Please keep to the lines below from the one with "Where can you see the small" through the one with "Where can you see the white snow", and restate them word for word, ends included.

Stored data entries
-- -- --
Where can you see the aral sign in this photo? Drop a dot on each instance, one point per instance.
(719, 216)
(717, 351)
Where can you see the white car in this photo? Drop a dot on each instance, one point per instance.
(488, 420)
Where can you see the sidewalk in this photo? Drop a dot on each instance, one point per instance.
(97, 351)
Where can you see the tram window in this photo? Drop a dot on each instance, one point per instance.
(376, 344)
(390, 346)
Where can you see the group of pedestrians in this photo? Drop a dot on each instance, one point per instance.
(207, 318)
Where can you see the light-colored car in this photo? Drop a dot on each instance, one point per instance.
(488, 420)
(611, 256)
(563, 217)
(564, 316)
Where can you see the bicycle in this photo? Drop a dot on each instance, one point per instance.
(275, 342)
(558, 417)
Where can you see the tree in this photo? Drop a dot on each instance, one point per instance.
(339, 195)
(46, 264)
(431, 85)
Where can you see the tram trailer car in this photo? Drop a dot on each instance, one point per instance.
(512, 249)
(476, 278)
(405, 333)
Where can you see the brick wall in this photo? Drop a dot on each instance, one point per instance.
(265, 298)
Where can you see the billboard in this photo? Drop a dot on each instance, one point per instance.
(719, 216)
-- -- --
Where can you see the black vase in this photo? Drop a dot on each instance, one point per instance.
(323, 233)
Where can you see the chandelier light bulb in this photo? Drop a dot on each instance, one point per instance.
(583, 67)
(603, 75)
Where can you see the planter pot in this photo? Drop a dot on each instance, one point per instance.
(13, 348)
-- -- --
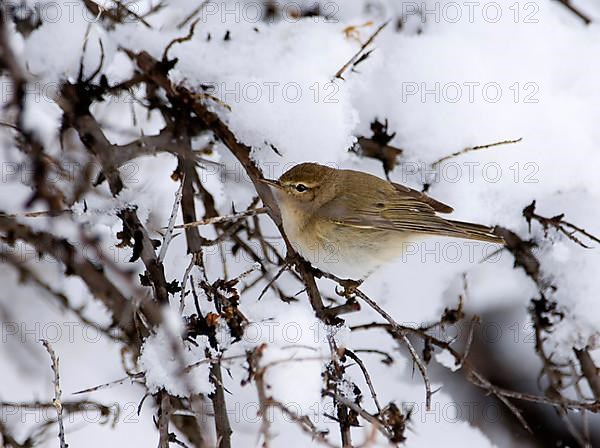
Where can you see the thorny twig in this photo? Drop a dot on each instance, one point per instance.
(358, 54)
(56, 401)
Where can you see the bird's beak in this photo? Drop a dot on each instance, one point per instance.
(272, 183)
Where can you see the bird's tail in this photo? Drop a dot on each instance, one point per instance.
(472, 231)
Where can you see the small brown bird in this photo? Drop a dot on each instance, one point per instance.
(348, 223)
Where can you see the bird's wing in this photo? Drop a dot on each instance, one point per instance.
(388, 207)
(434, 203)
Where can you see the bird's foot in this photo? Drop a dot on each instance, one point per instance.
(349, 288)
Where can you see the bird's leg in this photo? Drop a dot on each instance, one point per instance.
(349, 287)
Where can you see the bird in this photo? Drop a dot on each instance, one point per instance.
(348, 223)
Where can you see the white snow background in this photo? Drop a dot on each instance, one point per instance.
-- -- --
» **WRITTEN REPLY**:
Where can you see the small brown bird in this photo? Drop a dot on each instance, one point per instance.
(348, 223)
Where can you see the bird's wing in this photo? Drop a dot on each instance, one point per instance.
(388, 207)
(434, 203)
Where can you see the bird's foot in this photo? Drop a dot on each instance, one point per instance.
(349, 288)
Where can you see the bird's leg in this photo? Drop a dot on each instance, one point per instance.
(349, 287)
Where can you see the bird in this photo? Drop a dot on each instance, one point per instance.
(348, 223)
Where can you see the white snow background in this photo? Drop a dot on each instance, one point per instance.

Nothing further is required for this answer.